• **TEXT EXCERPT**
• • • • •
Expecting to be HIP: Hawkes intensity processes for social media popularity

Publication Type:
Conference Proceeding
Citation:
26th International World Wide Web Conference, WWW 2017, 2017, pp. 735 - 744
Issue Date:
2017-01-01
Full metadata record
© 2017 International World Wide Web Conference Committee (IW3C2) Modeling and predicting the popularity of online content is a significant problem for the practice of information dissemination, advertising, and consumption. Recent work analyzing massive datasets advances our understanding of popularity, but one major gap remains: To precisely quantify the relationship between the popularity of an online item and the external promotions it receives. This work supplies the missing link between exogenous inputs from public social media platforms, such as Twitter, and endogenous responses within the content platform, such as YouTube. We develop a novel mathematical model, the Hawkes intensity process, which can explain the complex popularity history of each video according to its type of content, network of diffusion, and sensitivity to promotion. Our model supplies a prototypical description of videos, called an endo-exo map. This map explains popularity as the result of an extrinsic factor – the amount of promotions from the outside world that the video receives, acting upon two intrinsic factors – sensitivity to promotion, and inherent virality. We use this model to forecast future popularity given promotions on a large 5-months feed of the most-tweeted videos, and found it to lower the average error by 28.6% from approaches based on popularity history. Finally, we can identify videos that have a high potential to become viral, as well as those for which promotions will have hardly any effect.
• • • • •
• **DATA EXCERPTS**
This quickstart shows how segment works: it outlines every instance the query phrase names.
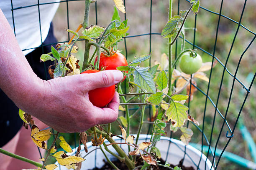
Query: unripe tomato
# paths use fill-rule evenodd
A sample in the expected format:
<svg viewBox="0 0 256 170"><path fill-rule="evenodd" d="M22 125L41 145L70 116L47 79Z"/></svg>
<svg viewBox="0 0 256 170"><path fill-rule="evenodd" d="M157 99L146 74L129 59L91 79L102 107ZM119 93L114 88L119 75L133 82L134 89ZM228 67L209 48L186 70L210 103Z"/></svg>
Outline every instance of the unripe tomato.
• • • • •
• **TASKS TO COMPLETE**
1) According to the Hawkes intensity process abstract, by what percentage did the model lower the average error in forecasting future popularity, compared with approaches based on popularity history?
2) List each factor that the Hawkes intensity process abstract says the model uses to explain the complex popularity history of each video.

• **EXERCISE SOLUTIONS**
1) 28.6%

2)
- Type of content
- Network of diffusion
- Sensitivity to promotion